But not everything is fun and games in Doctorow's world. Jules finds this out as he tries to disconnect, and finds himself increasingly isolated and outcast. Readers will feel a bit of the frustration that the character feels, and may find themselves as disenchanted with the narrative as Jules is with the Bitchun Society. Sometimes less is more, but in the case of this novel, less is sometimes less. We get a good bead on Jules, but other characters remain distant to Jules and to the reader. Vapid is as vapid does.
That would be more of a problem if this were a gritty novel of intensely defined humans trying to eke out an existence in an increasing inhuman world. But 'Down and Out In the Magic Kingdom' is more a novel of ideas. It shares more in common with the work of Stanislaw Lem than with William Gibson. Cheap laughs and deep thoughts jostle one another, having a swell time as the reader enjoys the painful revelations that await Jules.

————

_Exercise tasks_
(1) List every person's name mentioned in the book review, giving each name once.
(2) Copy the book review word for word from "That would be" to "that await Jules.".
The items have nothing to do with the book review.

_Record set_
————

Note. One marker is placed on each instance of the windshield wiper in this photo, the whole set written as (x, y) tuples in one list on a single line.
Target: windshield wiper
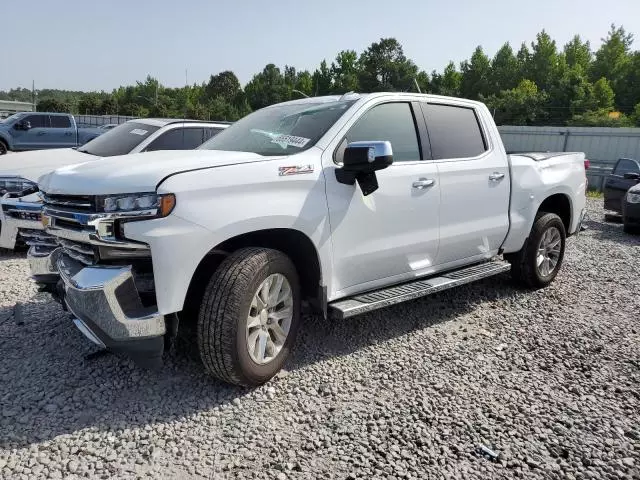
[(86, 151)]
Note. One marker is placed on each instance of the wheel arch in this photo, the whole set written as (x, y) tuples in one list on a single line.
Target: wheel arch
[(560, 204), (293, 243)]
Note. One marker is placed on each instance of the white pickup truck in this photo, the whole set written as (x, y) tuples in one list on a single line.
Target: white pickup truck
[(336, 205), (20, 206)]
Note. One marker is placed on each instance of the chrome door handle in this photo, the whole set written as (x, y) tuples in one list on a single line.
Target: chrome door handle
[(423, 183)]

————

_Results of the tasks_
(1) Doctorow, Jules, Stanislaw Lem, William Gibson

(2)
That would be more of a problem if this were a gritty novel of intensely defined humans trying to eke out an existence in an increasing inhuman world. But 'Down and Out In the Magic Kingdom' is more a novel of ideas. It shares more in common with the work of Stanislaw Lem than with William Gibson. Cheap laughs and deep thoughts jostle one another, having a swell time as the reader enjoys the painful revelations that await Jules.